## BEGIN Source data
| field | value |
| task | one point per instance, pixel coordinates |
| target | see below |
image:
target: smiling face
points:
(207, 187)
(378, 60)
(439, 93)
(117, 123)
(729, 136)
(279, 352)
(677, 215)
## END Source data
=== Request ===
Copy every row above word for word, with nothing added, dropped, or changed.

=== Written response ===
| field | value |
| task | one point per instance, pixel coordinates |
| target | see below |
image:
target: smiling face
points:
(207, 187)
(378, 60)
(439, 93)
(117, 123)
(729, 136)
(279, 352)
(677, 215)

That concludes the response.